*Records drawn from a dataset*.
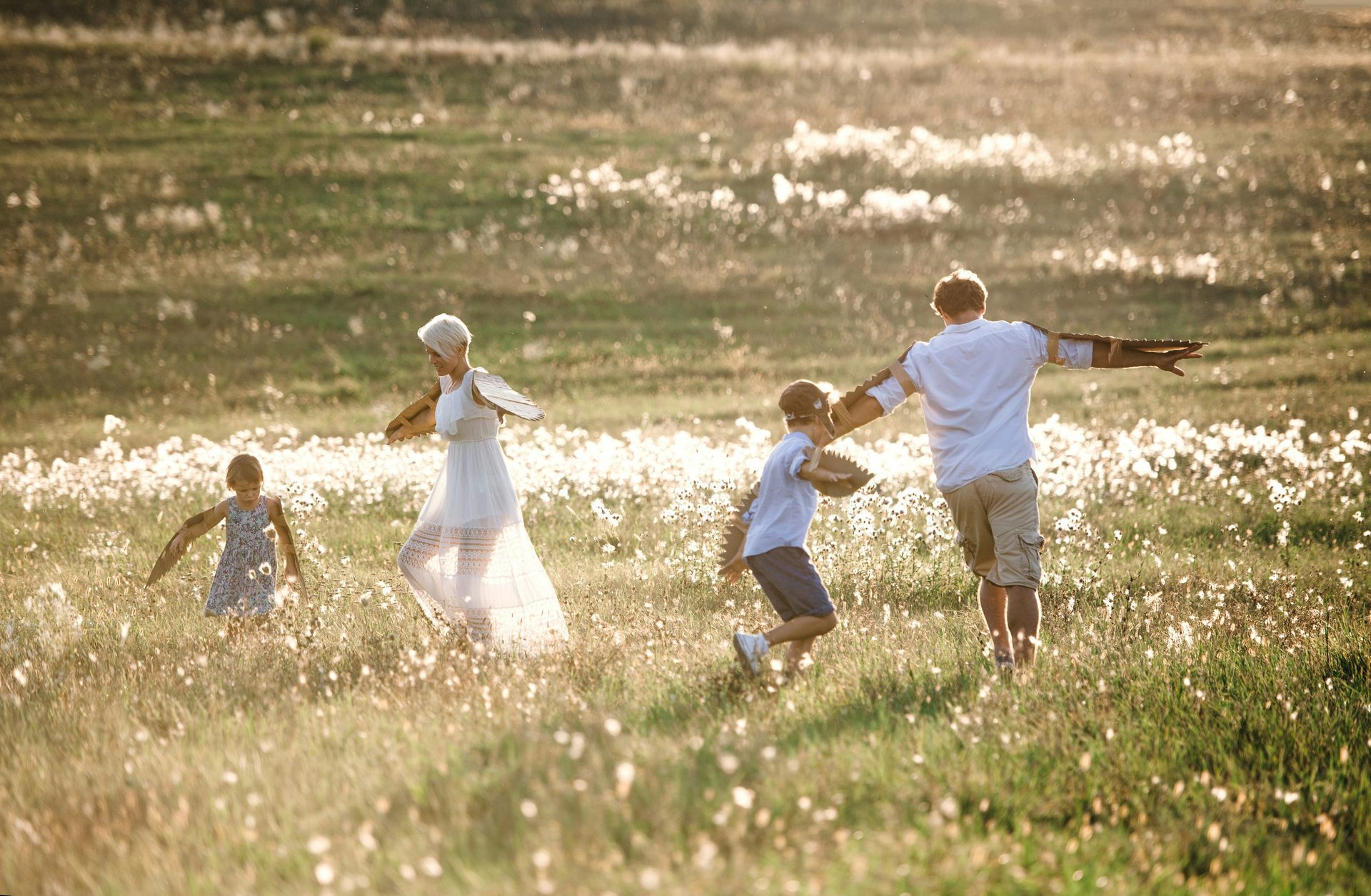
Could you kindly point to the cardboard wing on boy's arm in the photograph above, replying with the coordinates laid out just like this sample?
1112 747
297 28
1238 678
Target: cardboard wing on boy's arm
735 528
171 555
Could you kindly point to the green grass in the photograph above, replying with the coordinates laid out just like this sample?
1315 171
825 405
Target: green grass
171 758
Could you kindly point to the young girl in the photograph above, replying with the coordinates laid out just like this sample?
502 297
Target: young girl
244 584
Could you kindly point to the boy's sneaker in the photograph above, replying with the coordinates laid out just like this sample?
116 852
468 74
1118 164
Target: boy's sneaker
750 648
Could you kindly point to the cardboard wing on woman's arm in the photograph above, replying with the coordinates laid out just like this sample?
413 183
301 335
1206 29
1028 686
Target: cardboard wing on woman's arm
420 418
417 420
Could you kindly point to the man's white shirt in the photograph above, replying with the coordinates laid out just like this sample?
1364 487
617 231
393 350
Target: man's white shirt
974 383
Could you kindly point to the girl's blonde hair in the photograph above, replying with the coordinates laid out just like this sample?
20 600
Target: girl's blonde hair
244 469
446 335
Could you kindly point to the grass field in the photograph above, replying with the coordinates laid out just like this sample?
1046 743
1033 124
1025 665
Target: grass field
220 233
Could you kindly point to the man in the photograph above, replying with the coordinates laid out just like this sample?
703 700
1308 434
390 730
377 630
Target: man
974 381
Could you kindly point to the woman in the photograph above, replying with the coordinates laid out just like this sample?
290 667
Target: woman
469 558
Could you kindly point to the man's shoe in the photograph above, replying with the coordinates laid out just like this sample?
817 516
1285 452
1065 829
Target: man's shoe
750 648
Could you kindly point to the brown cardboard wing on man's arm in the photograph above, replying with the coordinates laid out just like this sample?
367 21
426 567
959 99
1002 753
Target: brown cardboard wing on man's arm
1115 343
420 418
843 406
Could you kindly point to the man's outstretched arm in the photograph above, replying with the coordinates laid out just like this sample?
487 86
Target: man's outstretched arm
864 411
1133 358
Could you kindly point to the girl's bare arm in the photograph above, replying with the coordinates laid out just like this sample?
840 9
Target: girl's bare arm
201 524
276 513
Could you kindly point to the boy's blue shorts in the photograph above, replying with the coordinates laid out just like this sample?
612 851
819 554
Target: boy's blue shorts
791 583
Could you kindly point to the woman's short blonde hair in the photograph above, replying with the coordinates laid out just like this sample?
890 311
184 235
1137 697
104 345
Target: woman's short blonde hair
244 469
446 335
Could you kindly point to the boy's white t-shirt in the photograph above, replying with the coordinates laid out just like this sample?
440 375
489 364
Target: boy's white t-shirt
785 505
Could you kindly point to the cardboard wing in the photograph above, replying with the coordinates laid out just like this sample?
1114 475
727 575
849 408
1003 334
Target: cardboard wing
496 391
1115 343
417 420
171 557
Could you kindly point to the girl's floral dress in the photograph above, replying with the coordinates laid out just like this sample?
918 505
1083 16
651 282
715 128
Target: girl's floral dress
244 585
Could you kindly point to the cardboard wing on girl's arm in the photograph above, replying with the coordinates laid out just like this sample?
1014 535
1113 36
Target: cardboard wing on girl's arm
189 530
291 566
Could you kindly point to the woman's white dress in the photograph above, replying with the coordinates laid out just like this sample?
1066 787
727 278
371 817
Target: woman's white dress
469 558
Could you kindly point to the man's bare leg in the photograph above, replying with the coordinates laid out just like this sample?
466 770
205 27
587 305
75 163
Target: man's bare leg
1023 617
993 606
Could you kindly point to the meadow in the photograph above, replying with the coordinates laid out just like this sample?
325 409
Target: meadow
219 233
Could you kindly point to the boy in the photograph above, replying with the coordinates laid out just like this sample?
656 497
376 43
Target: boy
778 524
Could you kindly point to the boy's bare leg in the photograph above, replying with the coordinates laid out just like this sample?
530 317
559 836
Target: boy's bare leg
1023 617
801 628
993 606
797 654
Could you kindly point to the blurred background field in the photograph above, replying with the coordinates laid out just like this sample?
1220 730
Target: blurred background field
228 221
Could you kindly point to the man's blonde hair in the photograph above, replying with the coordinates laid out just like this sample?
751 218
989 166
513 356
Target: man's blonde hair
960 292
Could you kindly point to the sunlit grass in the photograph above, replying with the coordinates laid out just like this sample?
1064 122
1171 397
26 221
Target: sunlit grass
224 237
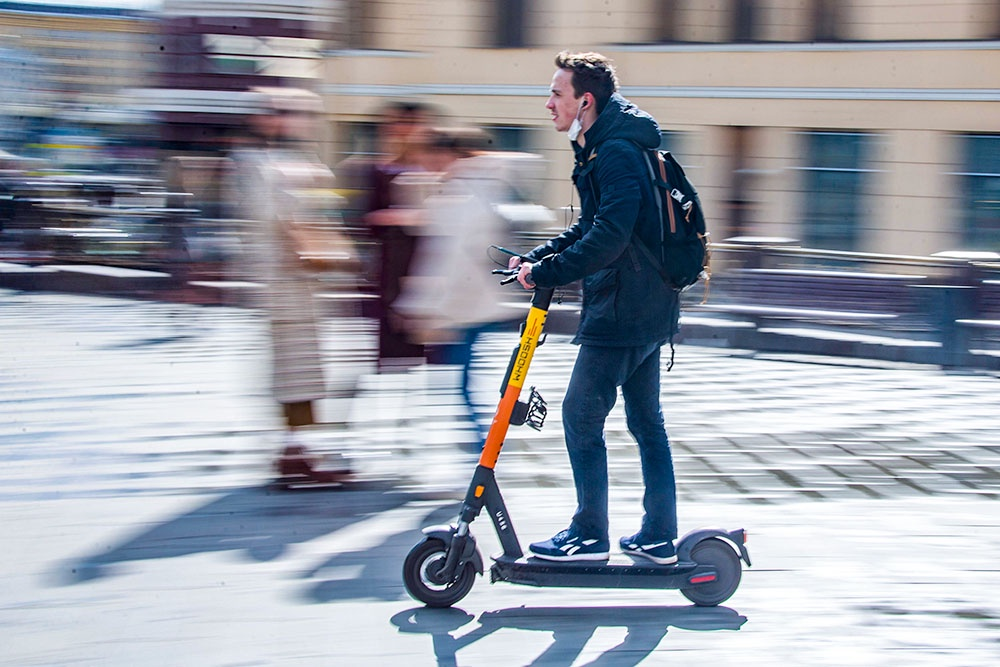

*INSTRUCTIONS FOR THE TASK*. For the entries above, the output must hold exactly the lines from the one with "Target: man's blonde hair" through the last line, both included, and no pictures.

*RESULT OF THIS EXERCISE*.
Target: man's blonde hair
960 292
Could you kindly point to the sunlit grass in the photograph above, replying with the coordinates laid out just like this sample?
1064 122
1171 397
26 221
Target: sunlit grass
224 237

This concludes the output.